• _SOURCE TEXT_:
· · · · ·

TEAMSTERS INDUSTRIAL EMPLOYEES PENSION FUND v. SANDY HILL BUILDING SUPPLY CO.
OPINION. Signed by Judge Susan D. Wigenton on 1/24/2017. (JB, )
NOT FOR PUBLICATION
UNITED STATE DISTRICT COURT
DISTRICT OF NEW JERSEY
SANDY HILL BUILDING SUPPLY CO.,
Civil Action No. 15-05248-SDW-LDW
January 24, 2017
WIGENTON, District Judge.
Before this Court is the Motion for Summary Judgment of Plaintiff Teamsters Industrial
Employees Fund (“Plaintiff”), pursuant to FED. R. CIV. P. 56. This Court has jurisdiction over this
action pursuant to 28 U.S.C. § 1331. Venue is proper pursuant to 28 U.S.C. § 1391(b).
For the reasons discussed below, this Court DENIES Plaintiff’s Motion.
Plaintiff is a multiemployer pension plan within the meaning of the Employee Retirement
Income Security Act of 1974, as amended by the Multiemployer Pension Plan Amendments Act
of 1980, 29 U.S.C. § 1002(37). (Pl.’s Statement of Material Facts (“SMF”) ¶ 1.) Defendant Sandy
Hill Building Supply Co. (“Defendant”) was a contributing employer to the Teamsters Industrial
Employees Fund via a collective bargaining agreement with Local 560, International Brotherhood
of Teamsters. (See Pl.’s SMF ¶¶ 4, 7; Forte Aff. ¶¶ 4, 15.) In approximately August of 2014,
Defendant notified Plaintiff that it would be permanently ceasing operations and laying off its
bargaining unit employees. (Pl.’s SMF ¶ 10.) Plaintiff responded in a September 30, 2014 letter,
which notified Defendant that it was subject to withdrawal liability “to be paid in installments of
$4,573 per month for 240 months.” (Id. ¶ 11; Blumenfeld Aff. Ex. B.)
On December 9, 2014, Defendant submitted a letter to Plaintiff requesting a plethora of
information regarding Plaintiff’s withdrawal liability assessment. 1 Plaintiff responded to the
December 9, 2014 letter and provided the requested information three days later. (Pl.’s SMF ¶ 14.)
However, in a December 19, 2014 letter, Defendant notified Plaintiff that Defendant had not
terminated its last employee until December 10, 2014, and requested that Plaintiff “consider this
date as the withdrawal date for Local 560 Fund purposes.” (Id. ¶ 15; Blumenfeld Aff. Ex. E.) In
response, Plaintiff issued a new notice of withdrawal liability to Defendant on February 5, 2015.
(Pl.’s SMF ¶¶ 19-22.)
The December 9, 2014 letter requested:
The most current Plan Document and Trust Agreement;
Rules and procedures adopted by the Plan;
Specific rules and procedures concerning Withdrawal Liability;
Actuarial reports for the Plan years ending December 31, 2011, December 31,
2012, and December 31, 2012.

· · · · ·

• _GOAL 1_: Print the passage of the court opinion starting at "Before this Court" and ending at "DENIES Plaintiff’s Motion.".
The court opinion above and the entries that follow are unrelated to each other.

· · · · ·

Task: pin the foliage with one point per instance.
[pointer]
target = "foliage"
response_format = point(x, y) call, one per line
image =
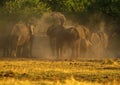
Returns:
point(24, 8)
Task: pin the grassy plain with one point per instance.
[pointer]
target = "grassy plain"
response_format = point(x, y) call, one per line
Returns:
point(30, 71)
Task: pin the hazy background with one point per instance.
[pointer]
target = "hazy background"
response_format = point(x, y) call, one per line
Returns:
point(94, 14)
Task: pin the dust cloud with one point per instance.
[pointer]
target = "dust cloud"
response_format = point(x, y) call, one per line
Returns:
point(95, 23)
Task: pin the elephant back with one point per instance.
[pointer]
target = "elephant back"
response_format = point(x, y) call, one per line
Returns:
point(21, 31)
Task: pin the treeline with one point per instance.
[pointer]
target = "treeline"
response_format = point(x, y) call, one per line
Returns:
point(26, 8)
point(86, 12)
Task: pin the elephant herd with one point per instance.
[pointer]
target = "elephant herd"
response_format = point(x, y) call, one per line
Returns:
point(79, 39)
point(19, 41)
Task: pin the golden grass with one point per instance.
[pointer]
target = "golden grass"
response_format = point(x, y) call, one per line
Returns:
point(37, 72)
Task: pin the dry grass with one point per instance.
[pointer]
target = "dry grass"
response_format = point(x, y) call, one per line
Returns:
point(39, 72)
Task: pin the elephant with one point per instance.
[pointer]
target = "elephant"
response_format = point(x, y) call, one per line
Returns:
point(99, 42)
point(58, 18)
point(85, 44)
point(52, 32)
point(21, 39)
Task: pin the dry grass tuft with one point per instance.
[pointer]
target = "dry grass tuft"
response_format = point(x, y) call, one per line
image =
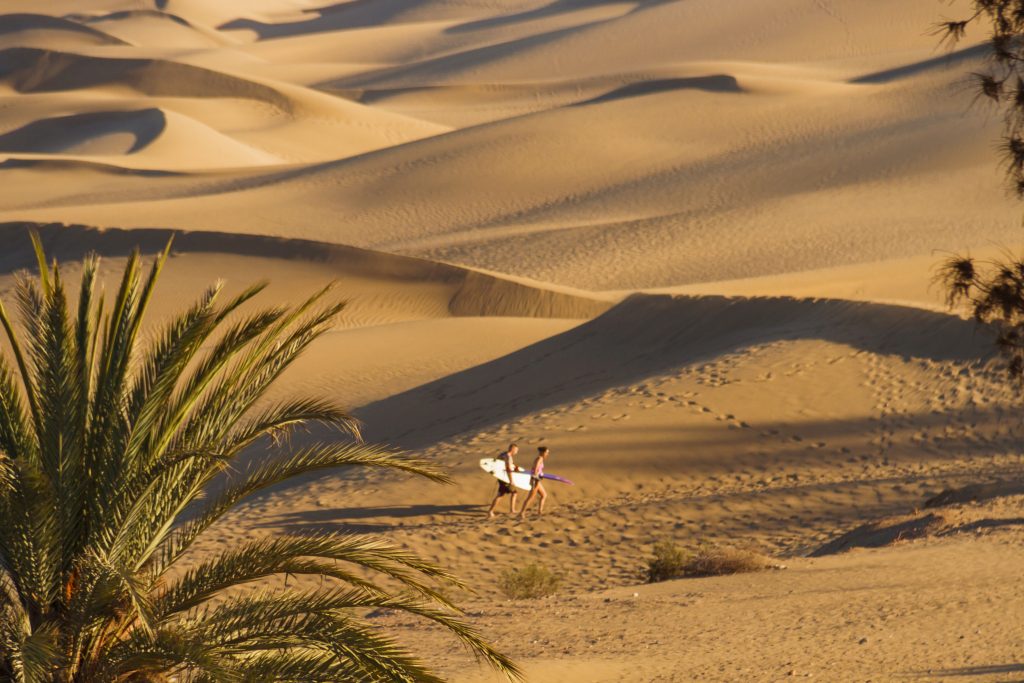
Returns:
point(671, 561)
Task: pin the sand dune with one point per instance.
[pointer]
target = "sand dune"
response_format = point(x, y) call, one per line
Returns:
point(161, 134)
point(152, 27)
point(686, 244)
point(28, 29)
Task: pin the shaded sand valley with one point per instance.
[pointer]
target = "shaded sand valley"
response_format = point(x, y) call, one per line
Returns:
point(688, 245)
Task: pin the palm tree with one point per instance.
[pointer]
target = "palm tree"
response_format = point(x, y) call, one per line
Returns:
point(116, 459)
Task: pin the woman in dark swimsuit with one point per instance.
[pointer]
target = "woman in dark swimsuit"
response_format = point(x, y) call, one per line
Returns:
point(537, 482)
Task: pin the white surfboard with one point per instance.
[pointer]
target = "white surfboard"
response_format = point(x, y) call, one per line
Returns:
point(520, 479)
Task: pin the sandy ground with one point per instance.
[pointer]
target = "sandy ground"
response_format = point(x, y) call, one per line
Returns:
point(686, 244)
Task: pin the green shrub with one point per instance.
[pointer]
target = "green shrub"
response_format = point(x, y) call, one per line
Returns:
point(669, 562)
point(531, 581)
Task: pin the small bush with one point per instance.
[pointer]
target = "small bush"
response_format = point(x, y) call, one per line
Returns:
point(531, 581)
point(671, 561)
point(719, 561)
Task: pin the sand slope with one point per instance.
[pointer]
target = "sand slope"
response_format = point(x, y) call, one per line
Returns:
point(686, 244)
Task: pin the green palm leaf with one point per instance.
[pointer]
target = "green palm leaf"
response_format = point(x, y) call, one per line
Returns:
point(116, 457)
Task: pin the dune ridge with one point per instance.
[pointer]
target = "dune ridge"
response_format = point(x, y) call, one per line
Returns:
point(686, 244)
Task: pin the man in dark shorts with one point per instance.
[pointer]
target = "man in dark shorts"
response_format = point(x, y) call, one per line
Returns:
point(505, 488)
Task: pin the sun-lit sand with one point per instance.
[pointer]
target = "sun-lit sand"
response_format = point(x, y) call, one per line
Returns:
point(686, 244)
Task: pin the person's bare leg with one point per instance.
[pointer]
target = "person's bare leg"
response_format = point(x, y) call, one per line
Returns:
point(525, 505)
point(494, 506)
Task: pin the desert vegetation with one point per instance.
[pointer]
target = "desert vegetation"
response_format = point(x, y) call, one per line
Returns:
point(672, 561)
point(109, 452)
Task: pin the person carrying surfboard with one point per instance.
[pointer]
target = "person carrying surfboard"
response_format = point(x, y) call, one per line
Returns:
point(536, 480)
point(508, 458)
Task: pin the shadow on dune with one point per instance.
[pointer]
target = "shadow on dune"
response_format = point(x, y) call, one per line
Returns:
point(33, 70)
point(941, 61)
point(341, 519)
point(17, 23)
point(69, 132)
point(971, 672)
point(351, 14)
point(648, 335)
point(718, 83)
point(552, 9)
point(473, 294)
point(418, 73)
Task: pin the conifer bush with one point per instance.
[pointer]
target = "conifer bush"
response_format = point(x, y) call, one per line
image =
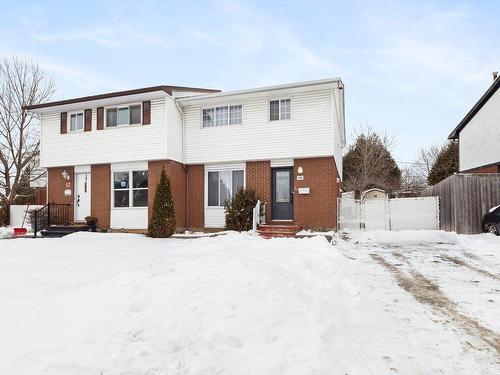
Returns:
point(162, 222)
point(239, 210)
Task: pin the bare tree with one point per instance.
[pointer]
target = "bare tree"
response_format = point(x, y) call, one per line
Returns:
point(412, 179)
point(368, 162)
point(425, 160)
point(22, 83)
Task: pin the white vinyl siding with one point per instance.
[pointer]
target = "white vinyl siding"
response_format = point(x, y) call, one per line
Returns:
point(480, 139)
point(108, 145)
point(309, 132)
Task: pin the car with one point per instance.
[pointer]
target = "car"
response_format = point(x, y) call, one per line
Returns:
point(491, 221)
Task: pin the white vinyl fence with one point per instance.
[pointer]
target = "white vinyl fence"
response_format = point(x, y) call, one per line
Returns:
point(388, 214)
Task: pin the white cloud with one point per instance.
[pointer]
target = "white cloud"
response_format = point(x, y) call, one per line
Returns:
point(70, 78)
point(105, 36)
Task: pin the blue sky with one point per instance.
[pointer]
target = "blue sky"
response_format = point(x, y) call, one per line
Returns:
point(413, 68)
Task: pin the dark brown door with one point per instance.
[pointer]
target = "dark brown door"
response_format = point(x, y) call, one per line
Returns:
point(282, 191)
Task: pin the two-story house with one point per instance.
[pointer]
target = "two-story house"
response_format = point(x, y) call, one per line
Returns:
point(478, 133)
point(104, 153)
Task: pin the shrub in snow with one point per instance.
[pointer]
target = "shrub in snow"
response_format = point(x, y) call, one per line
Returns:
point(239, 210)
point(162, 222)
point(3, 214)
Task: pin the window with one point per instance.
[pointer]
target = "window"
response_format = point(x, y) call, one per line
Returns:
point(223, 185)
point(125, 115)
point(126, 195)
point(280, 109)
point(76, 121)
point(224, 115)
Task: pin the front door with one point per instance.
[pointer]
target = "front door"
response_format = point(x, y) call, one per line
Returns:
point(82, 196)
point(282, 191)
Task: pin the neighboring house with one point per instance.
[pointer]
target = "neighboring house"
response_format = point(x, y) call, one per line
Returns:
point(374, 193)
point(104, 153)
point(478, 134)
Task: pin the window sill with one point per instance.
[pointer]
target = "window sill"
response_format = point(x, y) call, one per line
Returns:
point(124, 126)
point(129, 208)
point(221, 126)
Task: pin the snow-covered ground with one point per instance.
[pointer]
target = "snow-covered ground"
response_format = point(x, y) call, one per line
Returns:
point(378, 303)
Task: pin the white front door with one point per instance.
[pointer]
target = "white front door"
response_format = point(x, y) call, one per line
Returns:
point(82, 196)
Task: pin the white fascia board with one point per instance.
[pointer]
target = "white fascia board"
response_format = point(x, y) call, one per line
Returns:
point(288, 88)
point(117, 100)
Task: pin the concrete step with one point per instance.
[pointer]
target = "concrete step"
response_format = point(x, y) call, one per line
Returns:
point(277, 234)
point(63, 230)
point(279, 228)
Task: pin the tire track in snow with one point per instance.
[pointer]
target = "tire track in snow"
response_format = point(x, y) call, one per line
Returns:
point(428, 292)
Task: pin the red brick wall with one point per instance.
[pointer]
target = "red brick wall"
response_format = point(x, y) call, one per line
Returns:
point(100, 198)
point(196, 196)
point(318, 209)
point(177, 176)
point(258, 178)
point(57, 184)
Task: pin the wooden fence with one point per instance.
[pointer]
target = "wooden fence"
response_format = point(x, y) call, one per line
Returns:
point(464, 199)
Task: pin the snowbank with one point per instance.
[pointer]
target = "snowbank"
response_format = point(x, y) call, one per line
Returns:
point(382, 236)
point(93, 303)
point(6, 232)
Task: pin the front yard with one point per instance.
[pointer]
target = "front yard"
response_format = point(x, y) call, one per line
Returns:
point(379, 303)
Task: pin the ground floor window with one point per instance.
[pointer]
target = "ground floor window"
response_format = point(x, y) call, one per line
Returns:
point(130, 189)
point(223, 184)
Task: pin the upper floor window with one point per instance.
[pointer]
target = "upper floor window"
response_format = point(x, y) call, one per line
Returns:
point(279, 109)
point(224, 115)
point(76, 121)
point(123, 115)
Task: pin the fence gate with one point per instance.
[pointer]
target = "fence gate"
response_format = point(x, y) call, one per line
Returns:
point(388, 214)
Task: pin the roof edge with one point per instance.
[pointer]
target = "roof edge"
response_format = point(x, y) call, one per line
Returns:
point(165, 88)
point(263, 89)
point(476, 108)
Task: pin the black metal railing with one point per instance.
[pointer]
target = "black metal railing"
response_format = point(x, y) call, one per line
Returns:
point(50, 214)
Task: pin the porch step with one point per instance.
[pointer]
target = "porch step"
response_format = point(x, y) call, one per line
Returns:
point(274, 231)
point(63, 230)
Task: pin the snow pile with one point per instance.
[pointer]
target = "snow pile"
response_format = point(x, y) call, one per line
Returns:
point(487, 242)
point(6, 232)
point(382, 236)
point(95, 303)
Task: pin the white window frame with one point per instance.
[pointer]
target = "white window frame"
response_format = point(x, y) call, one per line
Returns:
point(229, 105)
point(279, 109)
point(68, 125)
point(117, 107)
point(130, 189)
point(218, 185)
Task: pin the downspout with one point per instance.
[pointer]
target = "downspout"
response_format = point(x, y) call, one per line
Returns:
point(186, 201)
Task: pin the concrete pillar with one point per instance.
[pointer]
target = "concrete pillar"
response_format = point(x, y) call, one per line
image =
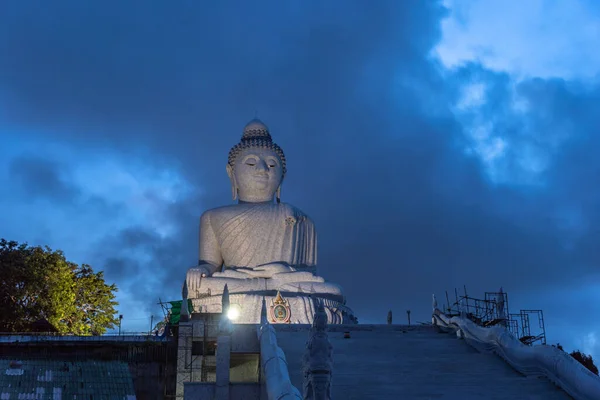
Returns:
point(223, 367)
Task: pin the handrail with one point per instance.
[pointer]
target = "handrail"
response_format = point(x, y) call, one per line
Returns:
point(541, 360)
point(274, 365)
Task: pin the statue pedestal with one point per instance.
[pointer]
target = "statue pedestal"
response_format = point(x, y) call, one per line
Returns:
point(292, 308)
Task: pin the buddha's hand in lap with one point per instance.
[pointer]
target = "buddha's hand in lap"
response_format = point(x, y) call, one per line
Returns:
point(268, 270)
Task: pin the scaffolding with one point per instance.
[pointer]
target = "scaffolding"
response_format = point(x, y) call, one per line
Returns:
point(493, 310)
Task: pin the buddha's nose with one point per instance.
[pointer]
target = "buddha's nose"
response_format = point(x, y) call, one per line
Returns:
point(262, 166)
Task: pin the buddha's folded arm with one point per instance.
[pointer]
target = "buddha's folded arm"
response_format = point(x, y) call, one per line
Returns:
point(210, 255)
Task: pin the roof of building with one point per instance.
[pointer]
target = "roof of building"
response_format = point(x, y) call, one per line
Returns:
point(43, 379)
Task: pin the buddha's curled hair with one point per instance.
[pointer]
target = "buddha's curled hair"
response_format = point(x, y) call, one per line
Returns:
point(256, 135)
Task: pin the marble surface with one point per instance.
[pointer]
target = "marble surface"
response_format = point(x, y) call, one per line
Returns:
point(400, 362)
point(540, 360)
point(259, 245)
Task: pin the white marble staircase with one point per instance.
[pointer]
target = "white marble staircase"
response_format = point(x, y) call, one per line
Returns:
point(399, 362)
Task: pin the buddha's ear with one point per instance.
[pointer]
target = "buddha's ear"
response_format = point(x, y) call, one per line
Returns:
point(233, 182)
point(278, 193)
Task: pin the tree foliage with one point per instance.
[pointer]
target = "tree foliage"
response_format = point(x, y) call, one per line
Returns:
point(39, 283)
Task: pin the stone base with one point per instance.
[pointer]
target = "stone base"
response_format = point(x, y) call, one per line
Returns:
point(300, 308)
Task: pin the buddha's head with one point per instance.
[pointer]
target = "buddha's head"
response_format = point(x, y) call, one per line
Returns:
point(256, 165)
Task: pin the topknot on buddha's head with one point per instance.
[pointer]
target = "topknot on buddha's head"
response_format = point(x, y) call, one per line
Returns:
point(256, 135)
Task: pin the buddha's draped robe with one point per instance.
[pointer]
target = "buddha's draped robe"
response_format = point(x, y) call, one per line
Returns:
point(250, 235)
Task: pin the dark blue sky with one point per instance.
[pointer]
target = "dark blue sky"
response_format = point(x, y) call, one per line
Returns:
point(434, 146)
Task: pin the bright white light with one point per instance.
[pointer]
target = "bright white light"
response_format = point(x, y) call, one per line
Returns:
point(234, 312)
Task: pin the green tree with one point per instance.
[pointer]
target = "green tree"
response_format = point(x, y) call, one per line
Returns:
point(39, 283)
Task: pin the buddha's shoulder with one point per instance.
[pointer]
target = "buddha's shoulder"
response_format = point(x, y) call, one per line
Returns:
point(220, 214)
point(293, 211)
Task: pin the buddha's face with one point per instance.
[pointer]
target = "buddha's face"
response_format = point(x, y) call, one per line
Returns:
point(257, 173)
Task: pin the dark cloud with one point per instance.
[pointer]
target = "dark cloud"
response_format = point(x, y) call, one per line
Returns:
point(376, 155)
point(41, 178)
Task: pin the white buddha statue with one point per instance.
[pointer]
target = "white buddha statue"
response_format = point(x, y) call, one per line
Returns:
point(258, 246)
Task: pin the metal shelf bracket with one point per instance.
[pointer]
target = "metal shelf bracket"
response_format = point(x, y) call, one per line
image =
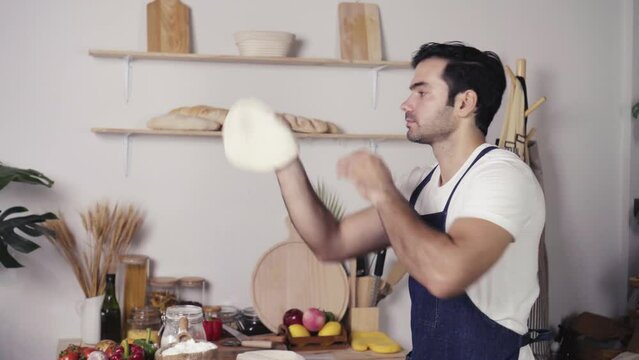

· · · · ·

• _GOAL 2_: Output the entries verbatim, starting at their first line and ending at the line that contains "point(30, 71)", with both ends included. Leave the pictures out of your answer.

• _OUTPUT 1_:
Before this Court is the Motion for Summary Judgment of Plaintiff Teamsters Industrial
Employees Fund (“Plaintiff”), pursuant to FED. R. CIV. P. 56. This Court has jurisdiction over this
action pursuant to 28 U.S.C. § 1331. Venue is proper pursuant to 28 U.S.C. § 1391(b).
For the reasons discussed below, this Court DENIES Plaintiff’s Motion.

• _OUTPUT 2_:
Task: pin the foliage with one point per instance.
[pointer]
target = "foliage"
response_format = point(x, y) call, one per line
image =
Returns:
point(24, 8)
Task: pin the grassy plain with one point per instance.
[pointer]
target = "grassy plain"
response_format = point(x, y) call, one per line
Returns:
point(30, 71)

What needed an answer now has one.